**Task brief:**
Rewrite the data with "wildlife tally" replaced by "field survey" everywhere, leaving everything else untouched.

********************

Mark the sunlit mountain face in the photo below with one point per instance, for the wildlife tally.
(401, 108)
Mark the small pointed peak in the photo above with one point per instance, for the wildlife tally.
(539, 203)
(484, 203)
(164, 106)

********************

**Result:**
Mark the sunlit mountain face in the photo below with one point per instance, for the field survey.
(401, 108)
Mark the small pointed peak in the photo above with one point per instance, for the field survey.
(539, 203)
(484, 203)
(164, 106)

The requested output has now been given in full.